## WHAT THE EXERCISE ASKS
Write out all of the material below word for word, leaving the pictures out.

━━━

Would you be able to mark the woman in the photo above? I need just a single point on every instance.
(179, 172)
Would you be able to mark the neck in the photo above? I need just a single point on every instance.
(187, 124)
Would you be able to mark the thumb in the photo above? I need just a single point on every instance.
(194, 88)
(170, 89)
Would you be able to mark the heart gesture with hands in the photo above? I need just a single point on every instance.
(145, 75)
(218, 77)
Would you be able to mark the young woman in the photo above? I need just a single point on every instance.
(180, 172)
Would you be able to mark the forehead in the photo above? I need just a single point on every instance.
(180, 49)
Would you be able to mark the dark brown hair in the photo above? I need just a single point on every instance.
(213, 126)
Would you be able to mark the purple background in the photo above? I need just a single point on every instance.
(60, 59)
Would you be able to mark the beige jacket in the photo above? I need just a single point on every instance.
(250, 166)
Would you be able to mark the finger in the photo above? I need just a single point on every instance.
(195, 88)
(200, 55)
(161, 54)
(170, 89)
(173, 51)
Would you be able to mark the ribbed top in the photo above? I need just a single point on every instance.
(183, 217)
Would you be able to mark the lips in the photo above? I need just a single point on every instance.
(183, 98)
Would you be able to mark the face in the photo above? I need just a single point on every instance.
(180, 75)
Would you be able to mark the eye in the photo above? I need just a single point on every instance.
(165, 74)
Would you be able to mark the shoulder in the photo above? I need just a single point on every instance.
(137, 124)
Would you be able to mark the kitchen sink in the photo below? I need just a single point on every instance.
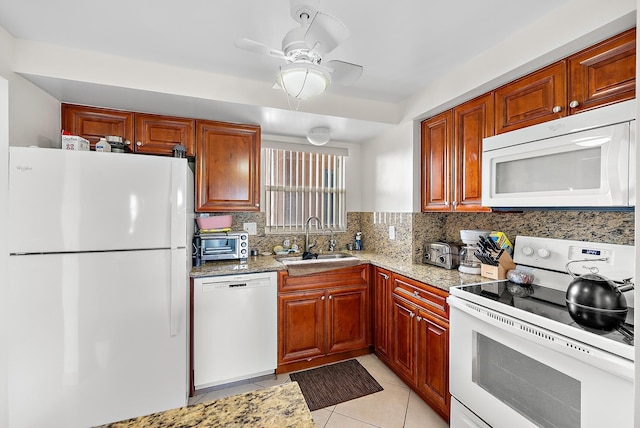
(322, 258)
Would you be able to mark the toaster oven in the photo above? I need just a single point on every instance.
(220, 246)
(442, 254)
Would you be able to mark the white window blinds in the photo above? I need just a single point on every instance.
(299, 185)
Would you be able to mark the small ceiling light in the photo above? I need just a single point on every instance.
(303, 80)
(319, 136)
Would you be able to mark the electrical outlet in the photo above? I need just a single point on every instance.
(250, 228)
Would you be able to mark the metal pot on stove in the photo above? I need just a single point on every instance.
(595, 301)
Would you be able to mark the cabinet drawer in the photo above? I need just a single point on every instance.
(356, 275)
(427, 297)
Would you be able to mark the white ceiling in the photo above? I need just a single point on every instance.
(402, 44)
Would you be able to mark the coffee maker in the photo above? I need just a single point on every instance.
(469, 263)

━━━

## EXERCISE SOLUTION
Would you be able to mark the woman in the photo above? I need just a single point on every instance.
(179, 172)
Would you be able to mark the neck in the photo above? I need just a single point on every instance.
(187, 124)
Would you be able to mark the thumb in the photo above? I need just a single point on every instance.
(194, 88)
(170, 89)
Would you be able to mark the heart gesture with hands in the photo above? I need just a single point on every instance.
(145, 75)
(218, 77)
Would you be able to mark the young woman in the photo above? I need just a single point on every instance.
(180, 172)
Would you be able to mark the forehead in the photo above? I need just a single point on every instance.
(180, 49)
Would you be able to mark the dark brown hair in the photo above? I need just a single point on every instance.
(213, 126)
Would you be able to mark the purple background in the photo above? I need just a single point on every instance.
(60, 59)
Would you be able to mark the beige jacket in the photo above? I need just a single point on every instance.
(250, 166)
Would you be able to mark the finger in the photo above? I need just a single point on every instance.
(195, 88)
(200, 55)
(161, 54)
(170, 89)
(173, 51)
Would you be able to mark the ribbed top in the photo above? I need just a single point on every instance.
(183, 217)
Would you be able to mark the lips in the photo above? I need just a single point on every instance.
(183, 98)
Would you be able to mark the face in the photo above? I need just a single point on every instance.
(180, 75)
Would you be able to mark the eye in the photo above? I need just a single point on every instance.
(165, 74)
Would you be able to mark the shoulder in the photo above? I need just a single point on every instance.
(137, 124)
Would you be able to mark the kitchen sink in the photo below? I need just a single point on every instance.
(322, 258)
Would you be able to mark the toaster oven in the photo above? I need just a single point on every instance.
(220, 246)
(442, 254)
Would you be able to mark the white window blinds in the photo above? I need just a single point on every instance.
(299, 185)
Would you be able to mark the small ceiling light in the photo above? I need just a single point on every instance.
(303, 80)
(319, 136)
Would you be able to mark the electrical outlet in the photo above? I need just a single point on every instance.
(250, 228)
Would you be able to mark the metal pot on stove in the photo above? I need just a single point on every instance.
(595, 301)
Would you be able to mark the cabinet drawer in the photo above? I need just a single point on every instance.
(356, 275)
(427, 297)
Would you be able to mark the white ceiling in the photo above? I need just a single point on every instance.
(402, 44)
Would you be able to mark the coffee maker in the photo above? I need just a single point on every instance.
(469, 263)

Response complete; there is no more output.